» **Trecho do documento**:
|---|

Poucas vezes o Presidente Ernesto Geisel visitou São Paulo, quase sempre de cara emburrada. Numa delas, alguém fotografou Geisel sorrindo. No dia seguinte a imagem estava na primeira página dos jornais, encabeçada por uma notícia espantosa: “Geisel também sorri”. Para nós ficou parecendo que havia nascido mal-humorado.

9/10/2008


Administração democrática

Sérgio Roxo da Fonseca*

Poucas vezes o Presidente Ernesto Geisel visitou São Paulo, quase sempre de cara emburrada. Numa delas, alguém fotografou Geisel sorrindo. No dia seguinte a imagem estava na primeira página dos jornais, encabeçada por uma notícia espantosa: "Geisel também sorri". Para nós ficou parecendo que havia nascido mal-humorado.

Atribui-se a ele uma frase emblemática da época. Teria usado o vocábulo "inimigos" para qualificar seus adversários políticos, registrando a existência de um fundamentalismo incompatível com a convivência moderna.

Há cerca de vinte anos atrás a cidade de Blumenau foi sede de um congresso nacional de Direito Administrativo que teve como figura central o extraordinário Ministro Seabra Fagundes.

Fomos recebidos pelo Prefeito Municipal. Disse-nos que o Município mantinha uma Faculdade de Medicina com o seu hospital de clínicas. Os presentes ficaram surpresos. Um hospital de clínicas consome uma quantidade enorme de verbas orçamentárias. Como o Município consegue manter o serviço?

A administração pública não somente conseguia manter o serviço como também desenvolvia projetos notáveis para os seus munícipes. Perguntei ao prefeito qual era a receita de seu sucesso. Revelou o segredo.

|---|

» **Registros de dados**:

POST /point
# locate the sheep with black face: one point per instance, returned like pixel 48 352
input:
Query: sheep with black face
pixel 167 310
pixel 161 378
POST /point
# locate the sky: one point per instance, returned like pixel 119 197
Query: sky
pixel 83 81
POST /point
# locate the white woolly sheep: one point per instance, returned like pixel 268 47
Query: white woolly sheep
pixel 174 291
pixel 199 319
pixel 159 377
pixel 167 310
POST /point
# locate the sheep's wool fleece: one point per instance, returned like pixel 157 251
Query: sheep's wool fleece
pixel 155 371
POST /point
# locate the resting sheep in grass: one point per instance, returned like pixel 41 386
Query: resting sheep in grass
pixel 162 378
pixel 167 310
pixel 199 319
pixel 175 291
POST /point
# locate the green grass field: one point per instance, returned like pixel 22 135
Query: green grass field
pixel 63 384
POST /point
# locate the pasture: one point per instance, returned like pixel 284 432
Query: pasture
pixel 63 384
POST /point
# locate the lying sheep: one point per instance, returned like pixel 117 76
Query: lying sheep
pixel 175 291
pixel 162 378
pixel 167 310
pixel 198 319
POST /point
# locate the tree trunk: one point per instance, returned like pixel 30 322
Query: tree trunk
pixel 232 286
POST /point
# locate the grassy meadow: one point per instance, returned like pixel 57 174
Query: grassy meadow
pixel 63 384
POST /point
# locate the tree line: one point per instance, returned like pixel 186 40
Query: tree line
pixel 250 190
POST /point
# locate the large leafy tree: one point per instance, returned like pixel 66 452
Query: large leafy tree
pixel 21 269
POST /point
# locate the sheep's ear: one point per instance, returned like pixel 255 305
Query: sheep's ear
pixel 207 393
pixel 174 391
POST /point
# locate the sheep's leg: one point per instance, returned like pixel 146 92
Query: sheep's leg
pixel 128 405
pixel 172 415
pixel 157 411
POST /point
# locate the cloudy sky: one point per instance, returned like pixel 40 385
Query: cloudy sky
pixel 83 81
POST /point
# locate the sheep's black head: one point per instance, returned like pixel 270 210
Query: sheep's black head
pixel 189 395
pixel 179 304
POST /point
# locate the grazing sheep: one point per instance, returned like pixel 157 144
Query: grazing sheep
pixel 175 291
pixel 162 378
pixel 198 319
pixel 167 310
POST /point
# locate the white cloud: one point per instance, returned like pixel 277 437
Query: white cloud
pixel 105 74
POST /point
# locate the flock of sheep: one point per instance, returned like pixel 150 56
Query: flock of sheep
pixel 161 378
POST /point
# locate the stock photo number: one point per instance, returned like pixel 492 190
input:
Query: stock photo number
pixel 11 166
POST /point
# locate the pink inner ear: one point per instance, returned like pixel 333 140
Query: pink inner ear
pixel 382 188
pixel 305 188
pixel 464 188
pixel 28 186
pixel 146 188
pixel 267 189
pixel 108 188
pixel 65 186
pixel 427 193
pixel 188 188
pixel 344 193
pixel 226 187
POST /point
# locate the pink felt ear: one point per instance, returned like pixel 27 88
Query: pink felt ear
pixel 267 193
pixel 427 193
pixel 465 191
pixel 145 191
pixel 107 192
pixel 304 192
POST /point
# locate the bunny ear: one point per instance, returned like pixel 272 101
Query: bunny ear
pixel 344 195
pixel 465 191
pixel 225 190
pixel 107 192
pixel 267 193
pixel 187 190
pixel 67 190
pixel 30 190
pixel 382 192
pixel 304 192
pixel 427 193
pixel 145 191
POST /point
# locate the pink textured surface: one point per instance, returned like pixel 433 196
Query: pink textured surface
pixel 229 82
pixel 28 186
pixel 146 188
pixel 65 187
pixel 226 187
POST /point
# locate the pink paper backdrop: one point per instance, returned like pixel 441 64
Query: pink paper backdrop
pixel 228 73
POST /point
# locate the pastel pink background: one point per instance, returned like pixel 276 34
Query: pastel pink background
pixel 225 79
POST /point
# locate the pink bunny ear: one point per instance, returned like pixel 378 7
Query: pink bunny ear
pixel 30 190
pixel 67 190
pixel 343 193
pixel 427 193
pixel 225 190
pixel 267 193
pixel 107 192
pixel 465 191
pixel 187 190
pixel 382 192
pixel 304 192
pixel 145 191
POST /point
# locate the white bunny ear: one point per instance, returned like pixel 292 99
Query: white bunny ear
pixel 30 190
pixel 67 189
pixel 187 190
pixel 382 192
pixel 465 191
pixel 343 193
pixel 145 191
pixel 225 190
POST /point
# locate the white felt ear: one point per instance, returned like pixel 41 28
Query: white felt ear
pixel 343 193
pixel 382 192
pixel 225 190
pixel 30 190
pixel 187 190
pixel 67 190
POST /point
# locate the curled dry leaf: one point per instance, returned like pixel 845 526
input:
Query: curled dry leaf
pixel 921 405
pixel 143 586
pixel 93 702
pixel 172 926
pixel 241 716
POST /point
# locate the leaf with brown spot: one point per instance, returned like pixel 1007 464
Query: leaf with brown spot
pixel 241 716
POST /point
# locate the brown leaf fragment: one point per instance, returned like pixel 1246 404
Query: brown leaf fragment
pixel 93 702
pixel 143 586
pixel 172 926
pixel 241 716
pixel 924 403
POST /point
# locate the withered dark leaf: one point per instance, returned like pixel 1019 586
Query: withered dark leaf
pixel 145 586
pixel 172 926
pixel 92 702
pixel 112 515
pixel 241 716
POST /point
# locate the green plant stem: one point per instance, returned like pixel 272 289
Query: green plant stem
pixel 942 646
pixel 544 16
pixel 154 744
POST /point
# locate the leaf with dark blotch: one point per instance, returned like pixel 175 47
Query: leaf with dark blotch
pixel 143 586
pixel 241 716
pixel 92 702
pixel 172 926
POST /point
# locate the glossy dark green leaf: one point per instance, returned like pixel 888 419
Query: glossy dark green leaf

|---|

» **O que fazer**: Digite novamente, sem nenhuma alteração, a parte do trecho do documento que começa nas palavras "Sérgio Roxo da" e termina logo depois de "Ministro Seabra Fagundes.".

» **Resposta do exercício**:
Sérgio Roxo da Fonseca*

Poucas vezes o Presidente Ernesto Geisel visitou São Paulo, quase sempre de cara emburrada. Numa delas, alguém fotografou Geisel sorrindo. No dia seguinte a imagem estava na primeira página dos jornais, encabeçada por uma notícia espantosa: "Geisel também sorri". Para nós ficou parecendo que havia nascido mal-humorado.

Atribui-se a ele uma frase emblemática da época. Teria usado o vocábulo "inimigos" para qualificar seus adversários políticos, registrando a existência de um fundamentalismo incompatível com a convivência moderna.

Há cerca de vinte anos atrás a cidade de Blumenau foi sede de um congresso nacional de Direito Administrativo que teve como figura central o extraordinário Ministro Seabra Fagundes.